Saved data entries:
● ● ● ● ●

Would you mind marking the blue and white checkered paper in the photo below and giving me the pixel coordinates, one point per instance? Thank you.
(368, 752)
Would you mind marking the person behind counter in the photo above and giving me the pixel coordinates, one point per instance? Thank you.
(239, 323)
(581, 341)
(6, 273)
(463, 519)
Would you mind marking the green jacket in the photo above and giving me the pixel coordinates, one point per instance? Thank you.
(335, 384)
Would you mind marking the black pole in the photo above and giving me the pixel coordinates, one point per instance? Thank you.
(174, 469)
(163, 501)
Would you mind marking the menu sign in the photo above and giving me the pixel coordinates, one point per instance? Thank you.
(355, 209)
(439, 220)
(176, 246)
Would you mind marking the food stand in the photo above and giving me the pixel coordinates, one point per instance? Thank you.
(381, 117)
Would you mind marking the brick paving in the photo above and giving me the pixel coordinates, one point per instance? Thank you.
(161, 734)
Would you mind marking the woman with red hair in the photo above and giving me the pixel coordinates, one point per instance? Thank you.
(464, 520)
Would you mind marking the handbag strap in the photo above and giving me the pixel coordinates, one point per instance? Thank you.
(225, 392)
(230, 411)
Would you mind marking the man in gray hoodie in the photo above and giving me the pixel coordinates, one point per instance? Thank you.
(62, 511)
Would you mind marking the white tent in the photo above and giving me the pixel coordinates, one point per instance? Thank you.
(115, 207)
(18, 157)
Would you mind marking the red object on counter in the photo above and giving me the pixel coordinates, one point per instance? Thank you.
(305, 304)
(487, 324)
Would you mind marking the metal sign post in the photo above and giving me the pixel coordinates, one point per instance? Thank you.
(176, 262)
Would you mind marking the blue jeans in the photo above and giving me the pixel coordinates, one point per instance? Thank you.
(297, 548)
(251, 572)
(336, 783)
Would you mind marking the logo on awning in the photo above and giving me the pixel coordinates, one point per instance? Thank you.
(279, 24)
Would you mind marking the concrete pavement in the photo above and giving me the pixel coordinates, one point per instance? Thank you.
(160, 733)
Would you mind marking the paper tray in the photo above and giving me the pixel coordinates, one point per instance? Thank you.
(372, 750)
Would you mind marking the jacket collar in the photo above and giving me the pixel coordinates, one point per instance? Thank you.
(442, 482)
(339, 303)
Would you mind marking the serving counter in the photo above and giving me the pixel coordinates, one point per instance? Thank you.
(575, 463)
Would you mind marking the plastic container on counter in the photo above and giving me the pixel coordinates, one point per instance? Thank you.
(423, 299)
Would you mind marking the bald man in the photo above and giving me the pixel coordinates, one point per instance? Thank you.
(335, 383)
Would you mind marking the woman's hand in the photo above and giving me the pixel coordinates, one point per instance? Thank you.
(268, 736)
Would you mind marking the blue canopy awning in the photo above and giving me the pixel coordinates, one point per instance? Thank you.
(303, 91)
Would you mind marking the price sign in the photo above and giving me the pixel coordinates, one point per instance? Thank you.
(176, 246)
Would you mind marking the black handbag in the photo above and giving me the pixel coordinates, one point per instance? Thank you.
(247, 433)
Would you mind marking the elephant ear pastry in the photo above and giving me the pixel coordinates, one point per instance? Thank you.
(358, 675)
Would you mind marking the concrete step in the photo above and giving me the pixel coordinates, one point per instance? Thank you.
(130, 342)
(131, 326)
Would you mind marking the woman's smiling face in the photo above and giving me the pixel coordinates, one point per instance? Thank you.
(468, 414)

● ● ● ● ●

Your task: From the line that contains "Would you mind marking the black handbag" to the last line of the material above, repeat every line exactly, keeping both the first and the last.

Solution to this problem:
Would you mind marking the black handbag in the photo above and giving me the pixel coordinates, one point per instance? Thank you.
(247, 433)
Would you mind marking the elephant ear pastry in the photo above and giving me the pixel coordinates, one point per instance? Thank you.
(358, 675)
Would you mind marking the concrete step in the photo above and giving me the pixel coordinates, one point per instance? Thank you.
(130, 342)
(131, 326)
Would you mind marking the woman's smiling face in the photo above and giving me the pixel coordinates, one point per instance? Thank you.
(468, 414)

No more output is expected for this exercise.